→ Short exercise
Lay out the part of the items below that opens with the line containing "Find every instance of the tall" and closes with the line containing "<point>137,589</point>" (both ends included) as a Markdown table with the columns Row and Line, numbering each line and skipping blank ones.

→ Raw data

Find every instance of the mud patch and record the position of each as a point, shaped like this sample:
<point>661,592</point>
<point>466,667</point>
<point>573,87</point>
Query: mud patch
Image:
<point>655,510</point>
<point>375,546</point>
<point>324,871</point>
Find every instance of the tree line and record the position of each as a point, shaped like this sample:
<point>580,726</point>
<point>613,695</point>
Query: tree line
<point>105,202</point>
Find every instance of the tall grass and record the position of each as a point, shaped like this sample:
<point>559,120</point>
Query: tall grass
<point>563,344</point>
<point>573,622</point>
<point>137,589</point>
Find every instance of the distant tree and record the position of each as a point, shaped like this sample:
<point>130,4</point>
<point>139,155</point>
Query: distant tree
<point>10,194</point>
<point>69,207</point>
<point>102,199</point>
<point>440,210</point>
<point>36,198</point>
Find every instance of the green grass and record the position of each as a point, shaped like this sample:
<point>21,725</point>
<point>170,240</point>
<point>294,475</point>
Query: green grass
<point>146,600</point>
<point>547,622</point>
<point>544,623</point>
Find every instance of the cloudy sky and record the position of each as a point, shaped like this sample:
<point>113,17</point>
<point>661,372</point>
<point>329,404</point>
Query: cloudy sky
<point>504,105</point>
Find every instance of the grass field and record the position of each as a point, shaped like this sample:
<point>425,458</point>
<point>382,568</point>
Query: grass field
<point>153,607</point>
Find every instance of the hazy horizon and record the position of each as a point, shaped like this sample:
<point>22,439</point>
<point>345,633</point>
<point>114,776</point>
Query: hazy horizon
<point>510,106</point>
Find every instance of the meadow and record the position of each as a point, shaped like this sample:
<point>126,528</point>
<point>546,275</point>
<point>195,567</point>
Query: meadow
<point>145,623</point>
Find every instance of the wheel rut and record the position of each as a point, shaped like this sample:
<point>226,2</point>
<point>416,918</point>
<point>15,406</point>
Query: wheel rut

→ Solution to the exercise
| Row | Line |
|---|---|
| 1 | Find every instance of the tall grass and record the position of each as a point, shaped like this sample: |
| 2 | <point>559,120</point> |
| 3 | Query: tall grass |
| 4 | <point>563,344</point> |
| 5 | <point>573,622</point> |
| 6 | <point>137,589</point> |